Validates version tag
- Tag is required (no 'latest')
- Validates semantic versioning format
- Checks image exists in registry
Validates production environment
- Confirms production cluster connection
- Verifies namespace and deployment exist
- Checks minimum replica count (≥2)
- Validates image in registry
Pre-deployment checks
- Checks cluster resources
- Verifies pod disruption budget
- Confirms all pods healthy
- Warns about active alerts
Approval gate ⚠️
- Displays deployment plan
- Requires approver name
- Requires typing 'deploy-production' to confirm
- Logs approver in audit log
Saves current state
- Records current revision
- Backs up deployment spec
- Backs up configmaps/secrets
- Enables rollback
Deploys application
- Updates deployment image
- Annotates with metadata (timestamp, approver, tag)
- Waits for rollout (10 minute timeout)
- Monitors pod status
Health checks
- Verifies all pods running and ready
- Checks pod restart counts
- Tests health endpoints
- Monitors error rates in logs
- Retries up to 10 times with 15s delay
Smoke tests
- Tests critical endpoints
- Verifies database connectivity
- Checks external integrations
Post-deployment monitoring
- Monitors for 2 minutes
- Watches for pod count drops
- Alerts on instability
Auto-rollback on failure
- Rolls back if health checks fail
- Restores previous revision
- Verifies rollback health
- Requires manual intervention if rollback fails

Approval Process

When you run a production deployment, you'll see:

╔══════════════════════════════════════════════════════════╗
║              PRODUCTION DEPLOYMENT APPROVAL              ║
╚══════════════════════════════════════════════════════════╝

Environment:    production
Namespace:      nself-chat-production
Image:          ghcr.io/nself/nself-chat:v1.0.0
Strategy:       Rolling Update
Auto Rollback:  Enabled

Current Image:  ghcr.io/nself/nself-chat:v0.9.0
New Image:      ghcr.io/nself/nself-chat:v1.0.0

Enter your name to approve deployment: John Doe
Type 'deploy-production' to confirm: deploy-production

✓ Deployment approved by: John Doe

Examples

# Standard production deployment
./scripts/deploy-production.sh --tag v1.0.0

# Canary deployment (10% traffic)

Stored data entries
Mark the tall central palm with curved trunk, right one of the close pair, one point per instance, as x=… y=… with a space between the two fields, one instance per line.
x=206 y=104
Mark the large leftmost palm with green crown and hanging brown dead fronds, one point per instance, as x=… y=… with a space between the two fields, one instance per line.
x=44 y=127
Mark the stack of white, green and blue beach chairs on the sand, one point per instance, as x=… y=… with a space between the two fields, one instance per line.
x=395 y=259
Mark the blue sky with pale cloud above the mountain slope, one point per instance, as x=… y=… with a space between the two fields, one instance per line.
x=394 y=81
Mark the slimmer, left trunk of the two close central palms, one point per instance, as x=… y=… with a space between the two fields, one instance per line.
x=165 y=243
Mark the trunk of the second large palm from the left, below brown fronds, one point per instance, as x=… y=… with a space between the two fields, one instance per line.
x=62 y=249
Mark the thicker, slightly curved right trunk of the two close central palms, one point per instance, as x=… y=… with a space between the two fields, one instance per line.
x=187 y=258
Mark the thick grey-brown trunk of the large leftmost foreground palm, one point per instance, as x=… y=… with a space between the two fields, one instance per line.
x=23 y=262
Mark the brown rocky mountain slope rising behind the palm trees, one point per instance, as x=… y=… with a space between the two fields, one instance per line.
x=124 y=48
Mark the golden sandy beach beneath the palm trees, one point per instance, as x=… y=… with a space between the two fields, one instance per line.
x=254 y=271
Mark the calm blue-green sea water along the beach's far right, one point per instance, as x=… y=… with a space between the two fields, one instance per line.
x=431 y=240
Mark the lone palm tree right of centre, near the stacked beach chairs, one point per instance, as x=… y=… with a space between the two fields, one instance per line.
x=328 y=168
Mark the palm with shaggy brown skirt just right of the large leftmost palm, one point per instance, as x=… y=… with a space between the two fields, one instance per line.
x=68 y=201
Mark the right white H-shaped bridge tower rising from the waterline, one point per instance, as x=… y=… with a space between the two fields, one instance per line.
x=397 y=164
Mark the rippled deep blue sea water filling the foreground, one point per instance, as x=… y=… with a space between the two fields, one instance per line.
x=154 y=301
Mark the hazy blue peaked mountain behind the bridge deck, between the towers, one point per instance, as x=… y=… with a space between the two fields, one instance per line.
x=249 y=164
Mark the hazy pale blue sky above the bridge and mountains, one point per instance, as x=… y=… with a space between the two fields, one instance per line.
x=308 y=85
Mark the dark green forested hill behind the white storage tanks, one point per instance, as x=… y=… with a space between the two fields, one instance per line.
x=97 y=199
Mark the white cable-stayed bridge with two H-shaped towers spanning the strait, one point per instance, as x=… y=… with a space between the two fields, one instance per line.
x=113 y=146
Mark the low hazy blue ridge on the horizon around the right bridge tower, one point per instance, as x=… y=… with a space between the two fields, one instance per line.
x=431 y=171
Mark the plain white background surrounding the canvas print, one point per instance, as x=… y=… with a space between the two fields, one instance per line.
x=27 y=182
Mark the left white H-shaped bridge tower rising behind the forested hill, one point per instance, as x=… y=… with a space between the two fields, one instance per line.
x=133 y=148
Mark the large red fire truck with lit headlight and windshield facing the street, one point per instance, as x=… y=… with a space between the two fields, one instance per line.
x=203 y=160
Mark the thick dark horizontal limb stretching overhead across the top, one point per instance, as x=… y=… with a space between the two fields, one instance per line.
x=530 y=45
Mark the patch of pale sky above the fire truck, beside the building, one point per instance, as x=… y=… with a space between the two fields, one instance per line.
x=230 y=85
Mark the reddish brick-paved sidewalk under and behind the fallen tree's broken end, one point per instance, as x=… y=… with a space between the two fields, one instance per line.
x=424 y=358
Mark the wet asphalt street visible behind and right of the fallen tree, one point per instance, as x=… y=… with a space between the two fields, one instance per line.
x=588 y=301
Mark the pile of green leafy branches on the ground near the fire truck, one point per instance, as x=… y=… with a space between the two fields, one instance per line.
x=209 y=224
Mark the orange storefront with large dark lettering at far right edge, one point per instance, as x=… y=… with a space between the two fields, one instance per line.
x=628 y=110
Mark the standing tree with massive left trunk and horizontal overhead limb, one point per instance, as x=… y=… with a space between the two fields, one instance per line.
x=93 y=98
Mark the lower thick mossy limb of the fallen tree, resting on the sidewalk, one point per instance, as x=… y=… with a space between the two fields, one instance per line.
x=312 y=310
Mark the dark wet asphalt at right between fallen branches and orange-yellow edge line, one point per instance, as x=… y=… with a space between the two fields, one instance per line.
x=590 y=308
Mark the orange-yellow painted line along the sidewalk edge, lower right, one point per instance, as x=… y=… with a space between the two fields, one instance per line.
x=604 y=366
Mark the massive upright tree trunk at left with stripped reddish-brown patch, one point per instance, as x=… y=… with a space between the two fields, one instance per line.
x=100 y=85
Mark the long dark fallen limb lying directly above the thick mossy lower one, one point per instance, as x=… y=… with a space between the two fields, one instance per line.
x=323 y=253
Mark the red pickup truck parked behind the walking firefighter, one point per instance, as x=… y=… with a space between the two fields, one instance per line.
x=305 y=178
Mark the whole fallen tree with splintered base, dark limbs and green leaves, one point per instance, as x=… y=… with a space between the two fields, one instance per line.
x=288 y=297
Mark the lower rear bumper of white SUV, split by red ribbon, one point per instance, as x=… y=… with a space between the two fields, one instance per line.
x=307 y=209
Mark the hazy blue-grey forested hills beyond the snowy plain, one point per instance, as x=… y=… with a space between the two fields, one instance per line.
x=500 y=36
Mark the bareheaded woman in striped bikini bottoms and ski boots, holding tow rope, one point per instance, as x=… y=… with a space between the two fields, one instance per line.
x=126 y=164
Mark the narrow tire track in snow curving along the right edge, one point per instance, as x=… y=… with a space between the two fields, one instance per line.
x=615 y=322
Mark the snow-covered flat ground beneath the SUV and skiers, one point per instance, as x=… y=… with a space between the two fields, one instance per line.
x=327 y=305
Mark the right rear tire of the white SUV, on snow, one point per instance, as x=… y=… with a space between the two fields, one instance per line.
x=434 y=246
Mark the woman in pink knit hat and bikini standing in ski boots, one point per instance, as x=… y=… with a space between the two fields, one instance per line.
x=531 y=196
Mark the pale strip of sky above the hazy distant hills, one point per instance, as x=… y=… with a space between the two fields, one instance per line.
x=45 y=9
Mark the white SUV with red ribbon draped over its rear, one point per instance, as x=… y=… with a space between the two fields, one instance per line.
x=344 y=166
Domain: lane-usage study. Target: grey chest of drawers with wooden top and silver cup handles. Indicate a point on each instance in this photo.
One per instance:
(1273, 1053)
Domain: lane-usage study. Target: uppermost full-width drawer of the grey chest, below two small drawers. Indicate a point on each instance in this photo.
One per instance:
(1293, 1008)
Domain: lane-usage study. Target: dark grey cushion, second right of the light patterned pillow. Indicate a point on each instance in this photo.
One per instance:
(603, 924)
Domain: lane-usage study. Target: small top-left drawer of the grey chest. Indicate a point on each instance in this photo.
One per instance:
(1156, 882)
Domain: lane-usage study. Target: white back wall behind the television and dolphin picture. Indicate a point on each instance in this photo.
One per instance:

QUESTIONS ON THE MATERIAL:
1. Translate this sentence from the production deployment guide into Spanish: "When you run a production deployment, you'll see:"
2. Carry the production deployment guide forward from its last line, starting right after the canary deployment comment.

RESPONSES FOR EACH TASK:
1. Cuando ejecutes un despliegue en producción, verás:

2.
./scripts/deploy-production.sh --tag v1.0.0 --canary

# Canary with custom percentage
./scripts/deploy-production.sh --tag v1.0.0 --canary --canary-pct 25

# Preview deployment (no changes)
./scripts/deploy-production.sh --tag v1.0.0 --dry-run

# Skip approval (CI/CD only, NOT recommended for manual use)
./scripts/deploy-production.sh --tag v1.0.0 --skip-approval

Audit Logging

Every production deployment creates an audit log:

# Audit log location
/tmp/deploy-YYYYMMDD-HHMMSS.log

# View audit log
cat /tmp/deploy-20260209-143022.log

Log contents include:

Deployment ID and timestamp
Approver name
All validation checks
Image tags (old and new)
Health check results
Rollback actions (if any)

Production Deployment Checklist

Before deploying to production:

Health Checks

Running Health Checks

# Check local environment
./scripts/health-check.sh

# Check staging
./scripts/health-check.sh --env staging

# Check production
./scripts/health-check.sh --env production

# Quick check (essential services only)
./scripts/health-check.sh --quick

# Verbose output
./scripts/health-check.sh --verbose

What It Checks

Local Environment:

✓ Backend services status (nself status)
✓ PostgreSQL database running
✓ Hasura GraphQL engine running
✓ Authentication service running
✓ Frontend dev server accessible
✓ Dependencies installed (node_modules)
✓ GraphQL API responding
✓ Database connectivity
✓ External dependencies (DNS, internet)

Staging/Production (Kubernetes):

✓ Cluster connectivity
✓ Namespace exists
✓ Deployment exists and healthy
✓ All replicas ready and available
✓ No crash loops (restart count < 5)
✓ Event log clean (< 10 warnings)
✓ GraphQL API responding
✓ External dependencies

Health Check Exit Codes

Code	Meaning	Action
0	All checks passed	✅ Everything healthy
1	Warnings present	⚠️ Review warnings
2	Critical failures	❌ Immediate action required

Automated Health Checks

Run health checks automatically:

# Cron job for staging (every 5 minutes)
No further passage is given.